Try it -
In full and without alteration, print the entries.

Records for this exercise -
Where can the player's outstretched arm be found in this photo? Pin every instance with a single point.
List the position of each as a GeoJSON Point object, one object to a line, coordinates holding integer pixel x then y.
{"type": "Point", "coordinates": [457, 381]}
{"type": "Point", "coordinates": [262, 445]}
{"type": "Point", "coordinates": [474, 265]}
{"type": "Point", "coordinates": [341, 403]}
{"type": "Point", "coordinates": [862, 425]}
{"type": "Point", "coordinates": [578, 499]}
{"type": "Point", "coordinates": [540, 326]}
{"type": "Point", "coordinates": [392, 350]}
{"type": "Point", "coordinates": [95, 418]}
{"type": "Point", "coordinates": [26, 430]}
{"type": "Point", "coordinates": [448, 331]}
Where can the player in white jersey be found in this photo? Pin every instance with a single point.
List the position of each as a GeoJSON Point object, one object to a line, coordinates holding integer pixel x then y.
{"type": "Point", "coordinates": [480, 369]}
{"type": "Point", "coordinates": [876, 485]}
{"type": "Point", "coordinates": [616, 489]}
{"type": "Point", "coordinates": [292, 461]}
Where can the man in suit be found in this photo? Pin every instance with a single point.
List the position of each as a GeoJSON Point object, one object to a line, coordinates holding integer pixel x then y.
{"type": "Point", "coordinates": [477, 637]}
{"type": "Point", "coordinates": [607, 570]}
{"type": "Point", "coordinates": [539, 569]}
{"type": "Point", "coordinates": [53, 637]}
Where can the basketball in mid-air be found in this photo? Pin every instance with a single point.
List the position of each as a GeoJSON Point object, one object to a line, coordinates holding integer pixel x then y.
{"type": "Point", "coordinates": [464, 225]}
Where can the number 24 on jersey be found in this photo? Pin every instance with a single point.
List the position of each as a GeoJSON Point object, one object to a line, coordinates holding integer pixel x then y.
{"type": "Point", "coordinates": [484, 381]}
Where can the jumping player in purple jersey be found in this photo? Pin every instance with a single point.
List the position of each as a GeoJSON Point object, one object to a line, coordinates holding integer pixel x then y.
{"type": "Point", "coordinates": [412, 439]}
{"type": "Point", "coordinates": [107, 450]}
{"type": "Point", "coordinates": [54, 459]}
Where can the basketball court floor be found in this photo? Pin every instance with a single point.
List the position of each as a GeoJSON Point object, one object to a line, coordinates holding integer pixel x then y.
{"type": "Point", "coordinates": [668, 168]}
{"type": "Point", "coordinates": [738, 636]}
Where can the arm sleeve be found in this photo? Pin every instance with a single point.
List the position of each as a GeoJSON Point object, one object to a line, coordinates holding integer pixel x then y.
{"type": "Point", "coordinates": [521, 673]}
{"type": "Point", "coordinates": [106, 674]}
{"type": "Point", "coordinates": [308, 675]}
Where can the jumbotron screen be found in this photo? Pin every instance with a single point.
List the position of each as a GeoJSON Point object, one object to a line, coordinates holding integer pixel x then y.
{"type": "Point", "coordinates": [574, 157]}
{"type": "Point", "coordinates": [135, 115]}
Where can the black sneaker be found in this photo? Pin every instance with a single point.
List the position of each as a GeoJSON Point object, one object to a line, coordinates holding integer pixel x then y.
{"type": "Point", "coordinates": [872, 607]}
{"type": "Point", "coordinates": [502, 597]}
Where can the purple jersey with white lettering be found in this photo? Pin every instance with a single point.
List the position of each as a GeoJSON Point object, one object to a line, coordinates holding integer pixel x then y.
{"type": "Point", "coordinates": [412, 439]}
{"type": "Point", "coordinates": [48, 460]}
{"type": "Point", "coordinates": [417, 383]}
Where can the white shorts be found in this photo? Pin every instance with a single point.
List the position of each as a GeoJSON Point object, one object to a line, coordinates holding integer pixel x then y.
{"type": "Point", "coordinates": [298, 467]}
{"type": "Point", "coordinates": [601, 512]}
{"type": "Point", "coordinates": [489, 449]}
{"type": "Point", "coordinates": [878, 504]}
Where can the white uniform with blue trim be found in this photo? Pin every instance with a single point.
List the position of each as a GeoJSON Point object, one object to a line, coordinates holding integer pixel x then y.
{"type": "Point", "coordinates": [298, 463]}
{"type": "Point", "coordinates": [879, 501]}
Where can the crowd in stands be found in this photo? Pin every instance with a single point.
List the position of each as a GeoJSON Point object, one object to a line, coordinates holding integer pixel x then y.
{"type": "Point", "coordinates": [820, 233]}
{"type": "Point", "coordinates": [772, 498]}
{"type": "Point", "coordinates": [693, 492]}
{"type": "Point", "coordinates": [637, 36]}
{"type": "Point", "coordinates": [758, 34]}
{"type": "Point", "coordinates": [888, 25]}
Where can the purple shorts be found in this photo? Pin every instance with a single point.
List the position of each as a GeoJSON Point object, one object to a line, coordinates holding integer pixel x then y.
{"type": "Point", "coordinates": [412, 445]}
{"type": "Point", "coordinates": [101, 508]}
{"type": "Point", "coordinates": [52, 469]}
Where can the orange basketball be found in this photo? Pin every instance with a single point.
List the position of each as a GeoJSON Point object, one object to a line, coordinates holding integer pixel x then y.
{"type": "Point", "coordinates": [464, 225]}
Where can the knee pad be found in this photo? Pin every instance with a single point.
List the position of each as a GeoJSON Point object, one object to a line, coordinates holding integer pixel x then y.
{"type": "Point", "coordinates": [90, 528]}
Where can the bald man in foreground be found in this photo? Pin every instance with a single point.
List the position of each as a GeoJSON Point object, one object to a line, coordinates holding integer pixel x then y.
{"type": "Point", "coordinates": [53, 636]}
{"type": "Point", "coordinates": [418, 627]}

Completed task -
Where can the player's outstretched arm be found in this photo? Pin every instance with a single point.
List the position of each as a GeoJSON Point object, one object to a line, coordinates holding integer pixel x then y.
{"type": "Point", "coordinates": [457, 381]}
{"type": "Point", "coordinates": [262, 445]}
{"type": "Point", "coordinates": [474, 265]}
{"type": "Point", "coordinates": [341, 403]}
{"type": "Point", "coordinates": [862, 425]}
{"type": "Point", "coordinates": [578, 499]}
{"type": "Point", "coordinates": [540, 326]}
{"type": "Point", "coordinates": [392, 350]}
{"type": "Point", "coordinates": [95, 418]}
{"type": "Point", "coordinates": [26, 430]}
{"type": "Point", "coordinates": [448, 331]}
Where can the player in white jersey be found in this photo? Pin every instance with a single point.
List the position of each as a GeoJSON Point object, one object to a line, coordinates holding integer pixel x then y.
{"type": "Point", "coordinates": [480, 369]}
{"type": "Point", "coordinates": [876, 485]}
{"type": "Point", "coordinates": [616, 489]}
{"type": "Point", "coordinates": [292, 461]}
Where can the man in suit be found in this photo? Pin every instance with a single point.
List the position of each as a GeoJSON Point object, one object to a line, coordinates holding integer pixel x then y.
{"type": "Point", "coordinates": [477, 637]}
{"type": "Point", "coordinates": [607, 570]}
{"type": "Point", "coordinates": [539, 569]}
{"type": "Point", "coordinates": [53, 637]}
Where can the basketball in mid-air be found in this photo? Pin every instance with a single point.
List the position of each as a GeoJSON Point object, one object to a line, coordinates holding integer pixel x then y.
{"type": "Point", "coordinates": [464, 225]}
Where can the number 24 on jersey be found in this photo? Pin every instance with a single point.
List the position of each as a GeoJSON Point object, one object to a line, coordinates holding integer pixel x then y.
{"type": "Point", "coordinates": [484, 381]}
Where can the jumping player in purple jersey be found in this photo? Pin every instance with a single point.
List the position of each as a GeoJSON Point object, one object to a line, coordinates holding integer pixel x then y.
{"type": "Point", "coordinates": [412, 439]}
{"type": "Point", "coordinates": [107, 450]}
{"type": "Point", "coordinates": [54, 459]}
Where can the basketball court floor be found in this photo? Pin every instance with a single point.
List the position of each as a GeoJSON Point object, one object to a line, coordinates holding integer pixel x then y.
{"type": "Point", "coordinates": [668, 168]}
{"type": "Point", "coordinates": [738, 636]}
Where can the arm sleeve be found in this photo? Pin every instance with a single point.
List the position of each as a GeoJSON Point object, one object to a line, coordinates holding integer pixel x then y.
{"type": "Point", "coordinates": [521, 673]}
{"type": "Point", "coordinates": [106, 674]}
{"type": "Point", "coordinates": [308, 675]}
Where can the jumbotron screen be found in this photo? Pin every instance with a single point.
List the position of each as a GeoJSON Point object, one object to a line, coordinates holding integer pixel x then y.
{"type": "Point", "coordinates": [574, 157]}
{"type": "Point", "coordinates": [135, 115]}
Where can the black sneaker be found in this photo? Pin every instance with a single point.
List the position of each as a GeoJSON Point object, one object to a line, coordinates holding integer pixel x then y.
{"type": "Point", "coordinates": [872, 607]}
{"type": "Point", "coordinates": [502, 597]}
Where can the purple jersey with white lettering be found in this photo? Pin every instance with a single point.
List the position of each as a GeoJSON Point object, one object to a line, coordinates holding integer pixel x then y.
{"type": "Point", "coordinates": [412, 439]}
{"type": "Point", "coordinates": [48, 460]}
{"type": "Point", "coordinates": [417, 383]}
Where can the white shorts be found in this photo? Pin every instance with a single point.
List the position of each as a GeoJSON Point object, one object to a line, coordinates holding integer pixel x then y.
{"type": "Point", "coordinates": [298, 467]}
{"type": "Point", "coordinates": [601, 512]}
{"type": "Point", "coordinates": [489, 449]}
{"type": "Point", "coordinates": [878, 504]}
Where can the white uniform with blue trim be found in this photo? Pin every instance with a single point.
List the position of each as a GeoJSON Point object, one object to a line, coordinates holding integer pixel x then y.
{"type": "Point", "coordinates": [298, 463]}
{"type": "Point", "coordinates": [879, 501]}
Where can the crowd in stands be found in this photo? Pin every instance with a single point.
List the position of each as a GeoJSON Point object, one object to a line, coordinates holding integer pixel x then y.
{"type": "Point", "coordinates": [820, 233]}
{"type": "Point", "coordinates": [772, 498]}
{"type": "Point", "coordinates": [693, 492]}
{"type": "Point", "coordinates": [637, 36]}
{"type": "Point", "coordinates": [758, 34]}
{"type": "Point", "coordinates": [888, 25]}
Where can the purple shorts be found in this photo? Pin every instance with a single point.
List the position of each as a GeoJSON Point object, one object to a line, coordinates holding integer pixel x then y.
{"type": "Point", "coordinates": [412, 445]}
{"type": "Point", "coordinates": [101, 508]}
{"type": "Point", "coordinates": [52, 469]}
Where can the orange basketball be found in this photo? Pin every instance with a single point.
List the position of each as a GeoJSON Point object, one object to a line, coordinates holding integer pixel x then y.
{"type": "Point", "coordinates": [464, 225]}
Where can the knee pad be found in this photo? Pin every instance with a single point.
List the position of each as a GeoJSON Point object, one object to a line, coordinates holding integer pixel x then y.
{"type": "Point", "coordinates": [90, 528]}
Where can the bald man in foreground be found in this photo? Pin every instance with a single point.
List the position of each as a GeoJSON Point object, one object to a line, coordinates holding integer pixel x then y.
{"type": "Point", "coordinates": [53, 636]}
{"type": "Point", "coordinates": [418, 627]}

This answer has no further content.